> _Instrucciones de trabajo_:
Según el fragmento seleccionado, ¿qué galardón otorgó el Ayuntamiento a Cruz Ruiz? Responde en una frase, por favor.

> _Fragmento seleccionado_:
Con él aprendí, fue el primer maestro. Me enseñó los géneros y me corrigió. En una ocasión, en privado, después de un cierto alarde, precisó:
—Eres cronista, no periodista.
Y esa lección, entre otras muchas, no se olvida. Como otra más reciente, de hace un año vamos. Desde hace mucho tiempo, al saludarnos, con toda cordialidad, le digo ‘maestro’.
—Oiga, más ‘maestro’ será usted-, replicó de forma ocurrente, reiterando con detalle fotográfico la anécdota y los personajes de tan peculiar réplica.
Desde entonces, hemos seguido nuestros respectivos pasos. El voló alto, muy alto. Lo anticipó un día Genaro Torres, con voz grave, cuando ganó el premio ‘Benito Pérez Armas’, en un vetusto banco de la plaza del Charco, cerca del salón de futbolines donde le entregué aquel escrito con la primera entrevista:
—Aprende, fíjate si hay talento en ese muchacho que va a llegar muy lejos, ya lo verás.
Visto. Periodista y escritor de relieve. Columnista, editor. Conferenciante, contertulio. Siempre con el Puerto natal, con el barranco de su niñez, con su copiosa juventud en las entretelas de su producción, con los personajes que dejaron huella, en el prodigioso territorio de su memoria que reluce en cada cita, en cada entrevista.
Hace algún tiempo, por cierto, compartimos un plató televisivo. Sin explicitarlo, hicimos todo lo posible para que aquello no pareciera una entrevista, queríamos que se convirtiera en una conversación sobre nuestras vidas, sobre los hitos de nuestras trayectorias en el periodismo, en la comunicación, en la política. Creo que lo conseguimos.
Sólo tengo entonces palabras de gratitud y de reconocimiento. Juan prologó mi primer libro y Juan, como ocurriera allá por los sesenta del pasado siglo con aquel semanario deportivo de los lunes, canalizó una colaboración firmada en ‘El País’.
Y su humildad personal. Esa es otra. Y su tolerancia. Más cualidades. Nada deslumbrado por los oropeles de codearse con grandes literatos y con figuras relevantes de la vida pública, siempre se comportó con naturalidad y siempre estuvo a la altura de sus paisanos, de sus amigos y de sus admiradores.
—Presidente, este delegado que tienes en Canarias es paisano y siempre me llama ‘maestro’-, le dijo a Rodríguez Zapatero antes de un mitin en Las Palmas de Gran Canaria. Juan, recuerdo, fue el único periodista que tuvo acceso a la sala de espera del presidente del Gobierno.
Después, cuando el cese en la Delegación, Juan fue de los primeros en llamar para alentar, para dar otra lección de compañerismo y de leal amistad que se traduce casi en cada viaje suyo a las islas, cuando siempre llama, para que esté presente en algún acto suyo o le acompañe a visitar a sus hermanas.
Sin duda, es la prolongación de aquella aparición suya de la infancia, tan determinante en la vocación periodística de uno. Un ángel, un resorte, un impulso… Y sobre todo, un maestro.
Maestro que ha recibido el reconocimiento de su pueblo: la medalla de oro de la ciudad otorgada por el Ayuntamiento tras la iniciativa de la alcaldía. Estábamos presentes en el Castillo San Felipe cuando hicieron el anuncio. Un galardón más que merecido: la producción intelectual de Cruz Ruiz, su contribución a la proyección de la ciudad, su predisposición a cooperar con quien se lo pide son méritos más que suficientes.
Y el pueblo estuvo a su lado: llenó el salón de plenos. Se puso en pie para rubricar el acto de la entrega. Amigos, compañeros, ciudadanos de toda condición quisieron compartir tan emotivo momento. Habló del pasado, de sus progenitores, de coetáneos, de vivencias, de algún episodio vivido en primera persona y subrayó la inutilidad del rencor antes de ponderar la gran lección de generosidad que habían impartido varios médicos locales.
Digámoslo: los prolongados aplausos sonaron más cariñosos que otras veces.
El maestro había impartido otra lección que hacía honor al oro recibido.

> _Extractos de datos_:
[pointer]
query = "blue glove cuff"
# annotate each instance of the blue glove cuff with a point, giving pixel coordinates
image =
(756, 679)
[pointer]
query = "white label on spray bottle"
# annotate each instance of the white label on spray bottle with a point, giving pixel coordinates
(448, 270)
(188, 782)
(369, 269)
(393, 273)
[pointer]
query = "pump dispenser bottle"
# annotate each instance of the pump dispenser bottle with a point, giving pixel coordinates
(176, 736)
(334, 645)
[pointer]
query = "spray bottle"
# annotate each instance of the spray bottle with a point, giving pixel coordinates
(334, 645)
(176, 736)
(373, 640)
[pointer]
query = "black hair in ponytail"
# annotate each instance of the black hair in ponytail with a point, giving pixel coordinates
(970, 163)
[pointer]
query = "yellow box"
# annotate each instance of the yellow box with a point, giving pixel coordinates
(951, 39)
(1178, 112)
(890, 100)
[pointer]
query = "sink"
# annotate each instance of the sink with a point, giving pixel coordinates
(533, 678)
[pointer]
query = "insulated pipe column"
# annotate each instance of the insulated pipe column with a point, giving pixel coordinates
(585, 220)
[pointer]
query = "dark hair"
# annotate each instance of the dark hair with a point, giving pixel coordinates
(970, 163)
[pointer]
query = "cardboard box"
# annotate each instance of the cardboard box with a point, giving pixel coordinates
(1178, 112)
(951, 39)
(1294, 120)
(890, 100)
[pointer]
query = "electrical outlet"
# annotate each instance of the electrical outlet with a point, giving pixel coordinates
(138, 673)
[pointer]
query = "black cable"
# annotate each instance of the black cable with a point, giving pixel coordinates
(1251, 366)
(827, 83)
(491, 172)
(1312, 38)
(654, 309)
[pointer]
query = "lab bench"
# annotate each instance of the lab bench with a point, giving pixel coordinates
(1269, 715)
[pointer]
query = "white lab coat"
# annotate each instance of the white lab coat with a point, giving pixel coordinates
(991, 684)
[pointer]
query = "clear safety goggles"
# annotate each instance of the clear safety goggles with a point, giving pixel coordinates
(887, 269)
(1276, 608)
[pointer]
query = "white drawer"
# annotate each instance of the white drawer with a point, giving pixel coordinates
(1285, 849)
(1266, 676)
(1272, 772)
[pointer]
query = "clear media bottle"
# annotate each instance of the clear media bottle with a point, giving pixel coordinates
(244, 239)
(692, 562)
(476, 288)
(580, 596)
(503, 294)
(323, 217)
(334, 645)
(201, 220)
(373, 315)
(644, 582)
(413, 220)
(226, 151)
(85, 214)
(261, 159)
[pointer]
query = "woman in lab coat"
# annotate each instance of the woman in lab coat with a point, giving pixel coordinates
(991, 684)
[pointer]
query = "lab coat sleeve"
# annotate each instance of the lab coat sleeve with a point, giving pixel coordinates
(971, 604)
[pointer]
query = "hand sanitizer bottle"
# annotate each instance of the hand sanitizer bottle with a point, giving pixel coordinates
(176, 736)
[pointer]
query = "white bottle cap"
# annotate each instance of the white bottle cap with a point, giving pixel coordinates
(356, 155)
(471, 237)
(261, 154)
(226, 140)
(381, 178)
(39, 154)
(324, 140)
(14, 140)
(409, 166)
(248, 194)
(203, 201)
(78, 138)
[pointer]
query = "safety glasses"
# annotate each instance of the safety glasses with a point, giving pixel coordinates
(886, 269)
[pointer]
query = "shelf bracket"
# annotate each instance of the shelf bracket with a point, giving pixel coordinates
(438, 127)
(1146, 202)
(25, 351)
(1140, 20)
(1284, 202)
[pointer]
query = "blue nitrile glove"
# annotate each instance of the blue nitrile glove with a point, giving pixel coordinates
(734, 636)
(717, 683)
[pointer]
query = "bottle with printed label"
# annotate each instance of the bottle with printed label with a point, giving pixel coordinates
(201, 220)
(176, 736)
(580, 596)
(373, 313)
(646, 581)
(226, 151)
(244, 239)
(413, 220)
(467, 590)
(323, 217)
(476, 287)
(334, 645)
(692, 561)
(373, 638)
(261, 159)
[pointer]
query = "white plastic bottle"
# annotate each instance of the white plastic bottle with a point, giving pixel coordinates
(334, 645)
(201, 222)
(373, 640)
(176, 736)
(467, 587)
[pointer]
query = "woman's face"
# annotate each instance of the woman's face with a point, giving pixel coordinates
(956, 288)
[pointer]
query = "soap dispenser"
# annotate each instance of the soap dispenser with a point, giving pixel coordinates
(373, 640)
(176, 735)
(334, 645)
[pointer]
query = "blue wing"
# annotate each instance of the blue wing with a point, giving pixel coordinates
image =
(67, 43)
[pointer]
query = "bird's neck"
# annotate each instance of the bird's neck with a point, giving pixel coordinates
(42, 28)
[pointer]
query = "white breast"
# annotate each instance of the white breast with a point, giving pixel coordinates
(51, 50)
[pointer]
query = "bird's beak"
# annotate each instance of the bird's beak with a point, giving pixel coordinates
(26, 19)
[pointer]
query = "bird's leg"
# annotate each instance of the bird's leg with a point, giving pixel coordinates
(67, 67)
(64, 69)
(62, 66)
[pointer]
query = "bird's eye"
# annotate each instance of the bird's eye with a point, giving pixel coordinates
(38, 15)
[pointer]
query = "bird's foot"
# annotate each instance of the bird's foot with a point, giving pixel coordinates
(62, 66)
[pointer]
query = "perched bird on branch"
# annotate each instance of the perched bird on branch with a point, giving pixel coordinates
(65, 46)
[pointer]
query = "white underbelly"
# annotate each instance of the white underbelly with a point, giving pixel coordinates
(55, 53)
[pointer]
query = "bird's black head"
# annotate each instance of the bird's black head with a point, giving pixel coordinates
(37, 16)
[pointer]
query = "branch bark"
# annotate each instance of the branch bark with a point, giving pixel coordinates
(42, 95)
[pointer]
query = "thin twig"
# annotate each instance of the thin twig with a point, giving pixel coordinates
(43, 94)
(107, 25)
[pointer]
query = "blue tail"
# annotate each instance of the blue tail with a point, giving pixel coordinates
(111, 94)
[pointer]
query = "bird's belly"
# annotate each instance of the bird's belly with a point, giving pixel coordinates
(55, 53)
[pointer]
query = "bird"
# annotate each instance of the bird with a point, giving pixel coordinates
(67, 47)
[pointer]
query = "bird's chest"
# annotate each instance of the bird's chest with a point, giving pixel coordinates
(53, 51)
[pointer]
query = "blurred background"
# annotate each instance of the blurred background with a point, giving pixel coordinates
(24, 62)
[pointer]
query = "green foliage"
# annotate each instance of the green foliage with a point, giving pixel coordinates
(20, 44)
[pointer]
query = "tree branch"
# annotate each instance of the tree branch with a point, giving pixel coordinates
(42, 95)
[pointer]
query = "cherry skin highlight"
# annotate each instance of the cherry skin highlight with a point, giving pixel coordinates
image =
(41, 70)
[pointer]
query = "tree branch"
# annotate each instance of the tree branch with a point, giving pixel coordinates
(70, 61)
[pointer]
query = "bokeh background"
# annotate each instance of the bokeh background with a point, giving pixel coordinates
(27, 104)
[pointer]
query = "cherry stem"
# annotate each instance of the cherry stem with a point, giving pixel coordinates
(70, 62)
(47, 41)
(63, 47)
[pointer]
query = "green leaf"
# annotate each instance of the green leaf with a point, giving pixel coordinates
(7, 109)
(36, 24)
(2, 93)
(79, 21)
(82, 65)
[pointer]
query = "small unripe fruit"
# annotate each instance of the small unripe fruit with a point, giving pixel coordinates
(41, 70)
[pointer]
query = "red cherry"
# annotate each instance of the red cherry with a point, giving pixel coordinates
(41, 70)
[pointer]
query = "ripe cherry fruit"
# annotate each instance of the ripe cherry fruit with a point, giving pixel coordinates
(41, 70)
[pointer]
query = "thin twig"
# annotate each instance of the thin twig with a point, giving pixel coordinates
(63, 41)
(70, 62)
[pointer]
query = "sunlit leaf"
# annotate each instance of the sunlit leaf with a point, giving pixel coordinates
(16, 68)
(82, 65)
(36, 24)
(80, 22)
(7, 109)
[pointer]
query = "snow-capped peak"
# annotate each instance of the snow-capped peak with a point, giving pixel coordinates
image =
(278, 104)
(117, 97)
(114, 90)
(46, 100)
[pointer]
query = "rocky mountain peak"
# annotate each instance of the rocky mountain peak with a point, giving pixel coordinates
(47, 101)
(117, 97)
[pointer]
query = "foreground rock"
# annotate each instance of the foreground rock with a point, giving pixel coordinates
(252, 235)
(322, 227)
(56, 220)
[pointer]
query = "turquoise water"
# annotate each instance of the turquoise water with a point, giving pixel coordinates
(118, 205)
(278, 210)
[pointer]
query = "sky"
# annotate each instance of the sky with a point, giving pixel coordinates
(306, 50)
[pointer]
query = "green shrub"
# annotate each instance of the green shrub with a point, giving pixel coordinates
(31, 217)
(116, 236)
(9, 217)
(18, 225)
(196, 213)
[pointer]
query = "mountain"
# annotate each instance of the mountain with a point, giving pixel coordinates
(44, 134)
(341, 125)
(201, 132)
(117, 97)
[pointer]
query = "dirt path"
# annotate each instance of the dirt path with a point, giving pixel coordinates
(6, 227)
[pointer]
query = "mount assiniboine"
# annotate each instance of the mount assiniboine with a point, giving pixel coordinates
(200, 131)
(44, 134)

> _Respuesta a la tarea_:
Le otorgó la medalla de oro de la ciudad.